Can you arrange every line of the listing below as a Markdown table with the columns "Row" and "Text", numbering the rows and skipping blank lines? Leave the pictures out.
#### RECORDS SUPPLIED
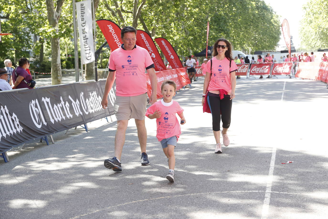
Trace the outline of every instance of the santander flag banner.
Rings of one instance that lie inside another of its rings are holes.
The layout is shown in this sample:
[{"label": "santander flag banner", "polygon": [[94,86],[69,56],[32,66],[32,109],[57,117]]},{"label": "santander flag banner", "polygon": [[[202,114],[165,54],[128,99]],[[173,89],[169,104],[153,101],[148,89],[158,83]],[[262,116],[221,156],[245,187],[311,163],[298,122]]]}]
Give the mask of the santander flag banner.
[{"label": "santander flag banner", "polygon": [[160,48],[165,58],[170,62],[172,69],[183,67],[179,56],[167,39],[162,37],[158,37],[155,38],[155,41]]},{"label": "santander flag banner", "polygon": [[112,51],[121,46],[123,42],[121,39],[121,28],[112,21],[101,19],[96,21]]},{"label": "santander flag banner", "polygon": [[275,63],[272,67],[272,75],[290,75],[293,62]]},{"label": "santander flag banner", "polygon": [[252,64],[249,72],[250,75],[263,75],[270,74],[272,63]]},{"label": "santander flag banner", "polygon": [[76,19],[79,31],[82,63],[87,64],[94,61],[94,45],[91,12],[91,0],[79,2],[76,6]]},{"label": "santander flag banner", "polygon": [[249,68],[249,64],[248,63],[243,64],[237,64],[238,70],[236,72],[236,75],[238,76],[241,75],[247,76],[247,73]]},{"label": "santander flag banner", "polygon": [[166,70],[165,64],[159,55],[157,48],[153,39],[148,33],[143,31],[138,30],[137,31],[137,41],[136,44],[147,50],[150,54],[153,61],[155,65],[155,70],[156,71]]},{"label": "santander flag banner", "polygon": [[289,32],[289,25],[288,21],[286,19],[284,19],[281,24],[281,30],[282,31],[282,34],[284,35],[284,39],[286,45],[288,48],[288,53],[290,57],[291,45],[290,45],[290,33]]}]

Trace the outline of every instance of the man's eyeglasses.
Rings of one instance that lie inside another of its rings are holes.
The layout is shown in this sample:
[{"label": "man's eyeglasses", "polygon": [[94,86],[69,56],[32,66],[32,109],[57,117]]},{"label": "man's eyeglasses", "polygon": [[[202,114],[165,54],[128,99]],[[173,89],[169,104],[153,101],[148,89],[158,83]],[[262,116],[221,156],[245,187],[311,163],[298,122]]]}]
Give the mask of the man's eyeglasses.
########
THE OUTPUT:
| Row | Text |
|---|---|
| 1 | Trace the outline of every instance of the santander flag banner. |
| 2 | Rings of one instance that lie inside another of its rings are holes. |
| 3 | The layout is shown in this sample: |
| 4 | [{"label": "santander flag banner", "polygon": [[94,86],[69,56],[32,66],[32,109],[57,117]]},{"label": "santander flag banner", "polygon": [[[202,114],[165,54],[128,99]],[[173,89],[169,104],[153,101],[148,89],[158,83]],[[262,116],[221,156],[245,187],[311,163],[298,122]]]}] |
| 5 | Give the mask of the santander flag banner. |
| 6 | [{"label": "santander flag banner", "polygon": [[160,48],[165,58],[170,62],[172,69],[183,67],[179,56],[167,39],[162,37],[158,37],[155,38],[155,41]]},{"label": "santander flag banner", "polygon": [[112,51],[121,46],[123,42],[121,39],[121,28],[112,21],[101,19],[96,21]]},{"label": "santander flag banner", "polygon": [[275,63],[272,67],[272,75],[290,75],[293,62]]},{"label": "santander flag banner", "polygon": [[252,64],[249,72],[250,75],[263,75],[270,74],[272,63]]},{"label": "santander flag banner", "polygon": [[76,19],[79,31],[82,63],[87,64],[94,61],[94,45],[91,12],[91,0],[79,2],[76,6]]},{"label": "santander flag banner", "polygon": [[249,68],[249,64],[248,63],[243,64],[237,64],[238,70],[236,72],[236,75],[238,76],[241,75],[247,76],[247,73]]},{"label": "santander flag banner", "polygon": [[166,70],[165,64],[159,55],[157,48],[153,39],[148,33],[143,31],[138,30],[137,31],[137,41],[136,44],[147,50],[150,54],[153,61],[155,65],[155,70],[156,71]]},{"label": "santander flag banner", "polygon": [[289,32],[289,25],[288,21],[286,19],[284,19],[281,24],[281,30],[282,31],[282,34],[284,35],[284,39],[286,45],[288,48],[288,53],[290,57],[291,45],[290,45],[290,33]]}] |
| 7 | Trace the outline of every instance of the man's eyeglasses. |
| 8 | Rings of one instance that lie inside another of its rings are holes. |
| 9 | The layout is shown in this sample: |
| 10 | [{"label": "man's eyeglasses", "polygon": [[94,86],[69,56],[32,66],[32,109],[57,117]]},{"label": "man's eyeglasses", "polygon": [[[202,114],[165,54],[128,99]],[[173,89],[169,104],[153,101],[148,89],[158,83]],[[262,116],[221,156],[245,187],[311,163],[298,122]]]}] |
| 11 | Give the mask of the man's eyeglasses. |